8. Utility Company’s Duty to Owner, Le-Nature’s, Inc. v. Latrobe Mun. Auth., 913 A.2d 988 (Pa. Commw. Ct. 2006).
* What the Court Considered: The Pennsylvania One Call Statute established “a single toll-free telephone number for contractors or designers or any other person covered by this act” to notify operators of utility lines of planned excavation work and to locate affected utility lines. A contractor planning to drill for caissons called this number. After almost three months without a response, the contractor commenced drilling and damaged a sewer line. The Owner of the project brought suit against the municipal authority and the City that operated the sewer line under negligence and breach of contract theories. The governmental defendants asserted that there was no duty flowing to the owner as “owner” was not enumerated in the statute.
* What the Court Said: An owner is owed a duty under the One Call Statute as an intended beneficiary under the language “any other person covered by this act.”
* What the Opinion Means: Owners clearly have an interest in the utility’s response through the One Call system. For example, this owner paid the contractor for fixing the sewer line and all of the resultant damage. However, this particular suit was precluded by governmental immunity because the owner could not establish that the failure to comply with the One Call statute rendered the sewer system dangerous or unsafe for the purposes for which it was intended.
9. Expert Testimony on Interpretation of a Contract, Hanspard v. Otis Elevator Co., 2007 WL 839994 (W.D. La. Jan. 12, 2007).
* What the Court Considered: An employee was injured when he backed his forklift into an open elevator shaft. An interlock normally keeps the hoistway doors that block this opening closed. The employee’s expert witness testified that recent repairs had left the interlock susceptible to damage and that the subsequent failure of the interlock most likely caused the hoistway doors to remain open. The expert also sought to testify to the elevator installer’s contractual obligation to inspect and repair the elevator in question.
* What the Court Said: Experts may not offer opinion as to the scope of contractual duties because these constitute legal conclusions.
* What the Opinion Means: An expert can offer circumstantial evidence of a product defect and of actual or constructive notice. However, an expert may not offer legal conclusions, even if qualified as an expert in contract interpretation.

▸ **Records provided**:
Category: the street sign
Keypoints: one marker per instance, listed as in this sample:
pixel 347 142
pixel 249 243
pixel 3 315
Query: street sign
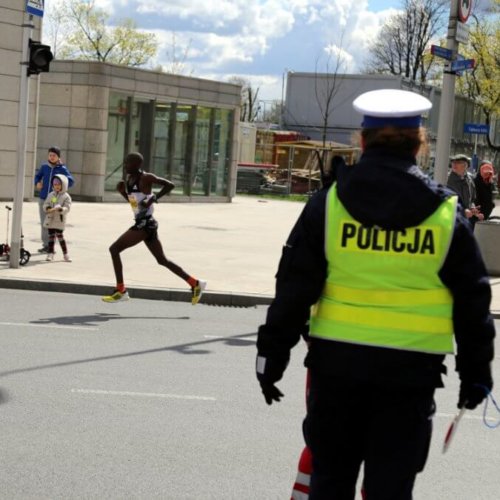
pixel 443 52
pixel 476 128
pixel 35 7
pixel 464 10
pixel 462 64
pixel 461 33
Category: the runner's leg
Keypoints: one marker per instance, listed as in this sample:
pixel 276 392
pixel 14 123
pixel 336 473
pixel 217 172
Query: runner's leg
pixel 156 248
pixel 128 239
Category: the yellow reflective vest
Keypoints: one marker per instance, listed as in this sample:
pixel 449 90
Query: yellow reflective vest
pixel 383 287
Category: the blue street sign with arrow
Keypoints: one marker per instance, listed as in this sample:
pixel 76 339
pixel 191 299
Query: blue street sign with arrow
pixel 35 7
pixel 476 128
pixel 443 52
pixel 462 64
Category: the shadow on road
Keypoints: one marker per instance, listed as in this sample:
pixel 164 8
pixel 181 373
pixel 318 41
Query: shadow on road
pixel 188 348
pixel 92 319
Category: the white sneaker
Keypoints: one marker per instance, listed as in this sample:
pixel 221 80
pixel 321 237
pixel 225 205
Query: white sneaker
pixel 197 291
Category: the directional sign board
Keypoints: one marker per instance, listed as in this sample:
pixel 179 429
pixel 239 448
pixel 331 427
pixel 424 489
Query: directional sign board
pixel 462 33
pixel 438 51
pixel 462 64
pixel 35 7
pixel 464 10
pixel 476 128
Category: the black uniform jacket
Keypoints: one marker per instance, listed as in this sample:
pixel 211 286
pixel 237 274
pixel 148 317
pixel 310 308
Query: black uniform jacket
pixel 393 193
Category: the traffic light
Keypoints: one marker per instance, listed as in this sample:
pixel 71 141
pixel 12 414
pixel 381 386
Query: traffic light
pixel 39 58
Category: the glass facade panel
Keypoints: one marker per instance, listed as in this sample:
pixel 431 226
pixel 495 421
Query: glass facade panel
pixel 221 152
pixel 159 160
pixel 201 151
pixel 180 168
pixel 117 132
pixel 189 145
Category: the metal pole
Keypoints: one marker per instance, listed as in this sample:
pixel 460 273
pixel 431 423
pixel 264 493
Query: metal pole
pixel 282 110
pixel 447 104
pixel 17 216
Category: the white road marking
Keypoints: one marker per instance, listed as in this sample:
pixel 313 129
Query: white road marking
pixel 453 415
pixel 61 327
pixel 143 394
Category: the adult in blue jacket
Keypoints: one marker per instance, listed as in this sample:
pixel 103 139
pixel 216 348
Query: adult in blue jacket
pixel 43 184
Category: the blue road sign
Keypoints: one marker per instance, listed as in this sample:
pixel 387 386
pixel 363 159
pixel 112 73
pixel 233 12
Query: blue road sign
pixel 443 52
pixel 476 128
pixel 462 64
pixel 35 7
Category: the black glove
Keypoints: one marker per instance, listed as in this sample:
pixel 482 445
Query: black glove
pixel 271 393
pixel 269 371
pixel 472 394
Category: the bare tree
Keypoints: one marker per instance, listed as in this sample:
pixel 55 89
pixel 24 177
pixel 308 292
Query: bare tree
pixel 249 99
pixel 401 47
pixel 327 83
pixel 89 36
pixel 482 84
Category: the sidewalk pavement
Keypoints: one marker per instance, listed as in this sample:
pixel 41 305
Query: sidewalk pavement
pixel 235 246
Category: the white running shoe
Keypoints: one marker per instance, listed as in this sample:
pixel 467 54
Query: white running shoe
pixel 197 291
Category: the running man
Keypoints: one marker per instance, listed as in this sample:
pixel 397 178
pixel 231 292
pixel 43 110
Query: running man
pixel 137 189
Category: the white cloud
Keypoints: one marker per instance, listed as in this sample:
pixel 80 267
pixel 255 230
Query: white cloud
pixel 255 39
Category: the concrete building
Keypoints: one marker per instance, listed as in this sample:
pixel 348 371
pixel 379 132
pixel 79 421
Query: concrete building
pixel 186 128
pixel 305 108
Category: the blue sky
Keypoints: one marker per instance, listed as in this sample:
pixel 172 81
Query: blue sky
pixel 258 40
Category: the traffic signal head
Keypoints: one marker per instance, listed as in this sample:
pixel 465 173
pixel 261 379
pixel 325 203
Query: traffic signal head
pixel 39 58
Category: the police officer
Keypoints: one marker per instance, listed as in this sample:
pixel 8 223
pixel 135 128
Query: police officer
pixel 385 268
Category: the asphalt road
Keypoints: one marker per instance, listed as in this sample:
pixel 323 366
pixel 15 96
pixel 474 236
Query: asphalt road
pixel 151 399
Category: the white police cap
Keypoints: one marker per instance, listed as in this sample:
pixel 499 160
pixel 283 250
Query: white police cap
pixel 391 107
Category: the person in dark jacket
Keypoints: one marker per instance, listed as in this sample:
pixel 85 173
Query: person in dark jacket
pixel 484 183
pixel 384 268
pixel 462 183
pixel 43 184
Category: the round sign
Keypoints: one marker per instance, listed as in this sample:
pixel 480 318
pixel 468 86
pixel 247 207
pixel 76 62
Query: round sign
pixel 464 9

▸ **Prompt A**: Summarize the case summaries in two sentences.
▸ **Prompt B**: Pick out every line of the rows that contains the string "signal", treating case as significant.

▸ **Complete output A**: In Le-Nature's, Inc. v. Latrobe Mun. Auth., the court held that an owner is owed a duty under the Pennsylvania One Call Statute as an intended beneficiary under the language "any other person covered by this act," though that owner's suit was precluded by governmental immunity. In Hanspard v. Otis Elevator Co., the court held that experts may not offer opinion as to the scope of contractual duties because these constitute legal conclusions, although an expert can offer circumstantial evidence of a product defect and of actual or constructive notice.

▸ **Complete output B**:
Category: the traffic signal head
Query: traffic signal head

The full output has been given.